Passage to read
The 8-hour-and-24-minute runtime feels well-proportioned. Nothing overstays its welcome, and the mid-book chapters covering the early years of the restaurant’s construction moved quickly enough that I found myself running a second errand just to finish the section. That is the best kind of audiobook momentum: you manufacture reasons to keep listening.
What to Watch For in A Thousand Hills to Heaven
One reviewer noted a slow patch in the early chapters, and I think that is fair. The opening sections, which establish the context of Rwanda and the circumstances of Josh and Alissa’s arrival, cover familiar ground for anyone who has read widely about the genocide or post-conflict reconstruction. If you bring existing knowledge to this period, those pages will feel slightly dutiful. Push through them. The book finds its rhythm once the restaurant construction begins and the two storylines, the clinical health work and the culinary enterprise, start to run in parallel.
There is also a mild tension in the book’s dual identity. It wants to be both a personal memoir and a policy argument about foreign aid reform, and occasionally these two ambitions pull against each other. The analytical passages are interesting but can feel grafted onto the narrative rather than growing from it. That said, Ruxin earns the right to make those arguments. He is not theorizing from a distance.
Who Should Listen to A Thousand Hills to Heaven
This works well for listeners drawn to international memoir, development economics, or food writing with stakes beyond the dining room. It is also a strong choice for anyone thinking seriously about charitable work or global health careers who wants something more honest than inspirational. If you are looking for a thriller or a fast-paced read, this is not it. But if you want a book that leaves you thinking about what genuine long-term impact actually requires, and that answers the challenge posed at that opening party with real evidence, this is a rewarding 8 hours.
Frequently Asked Questions
Does the audiobook cover the founding of the Heaven restaurant in detail, or is it mostly about the health work?

Entries drawn from a collection
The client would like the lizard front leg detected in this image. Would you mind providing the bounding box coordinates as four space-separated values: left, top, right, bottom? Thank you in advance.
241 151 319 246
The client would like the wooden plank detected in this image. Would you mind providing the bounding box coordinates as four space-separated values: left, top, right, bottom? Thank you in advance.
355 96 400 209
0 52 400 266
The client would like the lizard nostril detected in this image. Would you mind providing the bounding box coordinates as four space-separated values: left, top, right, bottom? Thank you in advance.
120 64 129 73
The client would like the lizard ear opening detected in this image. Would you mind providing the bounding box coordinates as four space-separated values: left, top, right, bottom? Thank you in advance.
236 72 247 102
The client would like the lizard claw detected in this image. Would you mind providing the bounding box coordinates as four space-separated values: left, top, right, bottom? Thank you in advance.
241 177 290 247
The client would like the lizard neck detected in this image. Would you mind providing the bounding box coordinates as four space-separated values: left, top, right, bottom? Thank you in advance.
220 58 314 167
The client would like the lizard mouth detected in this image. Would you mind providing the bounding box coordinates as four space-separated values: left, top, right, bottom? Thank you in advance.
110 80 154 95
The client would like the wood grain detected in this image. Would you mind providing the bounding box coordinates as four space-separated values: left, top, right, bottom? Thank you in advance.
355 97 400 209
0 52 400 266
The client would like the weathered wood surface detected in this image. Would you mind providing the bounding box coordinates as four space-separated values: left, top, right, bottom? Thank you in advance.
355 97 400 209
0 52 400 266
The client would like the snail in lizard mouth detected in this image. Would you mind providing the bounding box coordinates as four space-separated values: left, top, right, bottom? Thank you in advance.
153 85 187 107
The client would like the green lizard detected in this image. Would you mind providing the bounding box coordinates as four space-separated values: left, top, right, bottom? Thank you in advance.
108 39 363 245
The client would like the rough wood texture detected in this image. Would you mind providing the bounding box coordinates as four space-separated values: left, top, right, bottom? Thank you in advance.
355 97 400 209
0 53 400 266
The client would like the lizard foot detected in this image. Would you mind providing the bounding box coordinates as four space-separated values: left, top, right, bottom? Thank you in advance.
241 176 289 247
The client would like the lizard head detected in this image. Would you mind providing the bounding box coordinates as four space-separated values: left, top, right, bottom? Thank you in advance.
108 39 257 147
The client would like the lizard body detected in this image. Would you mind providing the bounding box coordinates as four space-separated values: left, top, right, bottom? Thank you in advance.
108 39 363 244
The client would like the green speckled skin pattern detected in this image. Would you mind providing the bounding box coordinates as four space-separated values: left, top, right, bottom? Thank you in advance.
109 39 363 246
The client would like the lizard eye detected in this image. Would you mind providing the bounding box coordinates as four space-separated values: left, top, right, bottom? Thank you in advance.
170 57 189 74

Work order
Write what comes next in the audiobook review of A Thousand Hills to Heaven, picking up after its final line.

Exercise output
Both receive substantial attention. Ruxin weaves the restaurant’s construction and early operations throughout the book rather than separating them cleanly. The health clinic work and the gourmet restaurant ultimately become two expressions of the same underlying philosophy about economic ownership and local empowerment.
Is Will Collyer’s narration a good fit for a memoir with both personal and policy-driven passages?
Yes. Collyer reads with even-keeled authority and doesn’t attempt to dramatize the emotional moments beyond what the writing calls for. He handles the shifts between personal narrative and development analysis smoothly, which matters because the book covers a lot of tonal ground.
Do you need prior knowledge of the Rwandan genocide to follow the story?
No. Ruxin provides enough historical context that readers unfamiliar with the 1994 events can follow the book comfortably. That said, if you have read widely on the subject, the early contextual chapters will feel familiar and may move slowly.
Is this book critical of international aid organizations, or is it broadly positive about development work?
It is nuanced rather than uniformly critical. Ruxin has pointed views about foreign aid inefficiency and the importance of private sector engagement and local ownership, but he is not writing a polemical takedown. The critique is grounded in his specific experiences and is balanced by genuine respect for the people doing the work on the ground.